● PASAJE PROPORCIONADO:
----
Hombres de los cuales el mundo no es digno

por Enrique Zapata

Al entrar en aquella iglesia conté y sólo éramos seis asistentes. Unos minutos más tarde entró el séptimo «feligrés», quien tras olfatear, en la búsqueda de un buen lugar para dormir, se ubicó debajo del último banco. El pastor comenzó el culto, cantamos lo mejor que pudimos, sin instrumento alguno, pero con gratitud en nuestros corazones.

Estuve de paso ese domingo en aquel pueblo chico de las sierras y había buscado el no perderme un domingo sin compartir un culto de adoración y escuchar la Palabra de Dios. Fue así que busqué un lugar en esa iglesia que me era desconocida (de la misma manera en que yo lo era para ellos), tomé asiento y me dispuse a disfrutar del culto. Al llegar al mensaje, el pastor predicó un hermoso y profundo sermón que, se apreciaba, había preparado con mucha oración y estudio. Dios habló poderosamente a mi corazón y ministros a mi vida. Este hombre había sido fiel en el ministerio que Dios le había dado. El no pensó: «¿Para qué preparar todo un sermón para sólo los cinco o seis que vendrán?». No; él lo había preparado por amor a Dios, y Dios mismo era su primer auditorio. No pensó en números sino en ser fiel en nutrir a sus hermanos con alimento sólido.
----
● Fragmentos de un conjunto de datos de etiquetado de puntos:

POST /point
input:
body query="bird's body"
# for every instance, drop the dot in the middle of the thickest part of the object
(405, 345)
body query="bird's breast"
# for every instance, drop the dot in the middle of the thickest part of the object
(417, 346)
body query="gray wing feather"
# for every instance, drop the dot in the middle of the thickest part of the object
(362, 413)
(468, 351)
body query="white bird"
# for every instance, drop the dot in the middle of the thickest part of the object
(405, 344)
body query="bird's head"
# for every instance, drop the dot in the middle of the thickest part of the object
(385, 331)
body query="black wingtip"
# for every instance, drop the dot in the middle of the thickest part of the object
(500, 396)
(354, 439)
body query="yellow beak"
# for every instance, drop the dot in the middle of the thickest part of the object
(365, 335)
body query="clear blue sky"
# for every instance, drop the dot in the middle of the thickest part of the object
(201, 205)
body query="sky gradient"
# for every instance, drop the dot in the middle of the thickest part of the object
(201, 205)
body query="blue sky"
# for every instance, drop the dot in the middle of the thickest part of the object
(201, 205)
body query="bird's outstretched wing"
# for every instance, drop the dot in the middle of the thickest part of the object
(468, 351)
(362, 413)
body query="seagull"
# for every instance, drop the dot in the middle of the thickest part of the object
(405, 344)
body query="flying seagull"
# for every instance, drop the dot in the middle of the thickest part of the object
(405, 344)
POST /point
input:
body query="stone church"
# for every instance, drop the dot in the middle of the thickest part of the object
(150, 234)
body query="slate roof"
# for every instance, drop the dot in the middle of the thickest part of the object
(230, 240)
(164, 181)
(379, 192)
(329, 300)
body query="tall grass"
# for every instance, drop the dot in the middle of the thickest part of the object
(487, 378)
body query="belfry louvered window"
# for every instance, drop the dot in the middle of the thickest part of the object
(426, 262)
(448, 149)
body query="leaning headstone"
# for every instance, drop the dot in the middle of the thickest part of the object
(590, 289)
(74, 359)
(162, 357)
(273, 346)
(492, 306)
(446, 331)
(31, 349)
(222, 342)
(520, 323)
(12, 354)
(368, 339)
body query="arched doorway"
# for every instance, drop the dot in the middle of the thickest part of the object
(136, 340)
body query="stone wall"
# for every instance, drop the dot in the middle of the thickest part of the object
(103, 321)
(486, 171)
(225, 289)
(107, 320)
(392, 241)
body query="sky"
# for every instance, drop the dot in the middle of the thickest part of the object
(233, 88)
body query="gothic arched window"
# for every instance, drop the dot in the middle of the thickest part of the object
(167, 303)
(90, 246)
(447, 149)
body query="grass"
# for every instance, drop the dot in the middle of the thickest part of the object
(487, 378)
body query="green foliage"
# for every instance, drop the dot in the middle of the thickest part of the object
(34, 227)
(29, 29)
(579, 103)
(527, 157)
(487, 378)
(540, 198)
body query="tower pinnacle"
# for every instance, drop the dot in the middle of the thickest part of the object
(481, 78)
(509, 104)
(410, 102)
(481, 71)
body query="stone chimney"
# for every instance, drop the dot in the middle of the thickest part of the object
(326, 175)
----
● DESCRIPCIÓN DE LA TAREA: Reemplaza «pastor» por «ministro» en el fragmento del texto sobre el culto en el pueblo de las sierras que empieza con las palabras «Al entrar en» y termina con «en nuestros corazones.», y escribe ese fragmento completo. El material no tiene ningún papel en esto.

● RESULTADO DEL EJERCICIO:
Al entrar en aquella iglesia conté y sólo éramos seis asistentes. Unos minutos más tarde entró el séptimo «feligrés», quien tras olfatear, en la búsqueda de un buen lugar para dormir, se ubicó debajo del último banco. El ministro comenzó el culto, cantamos lo mejor que pudimos, sin instrumento alguno, pero con gratitud en nuestros corazones.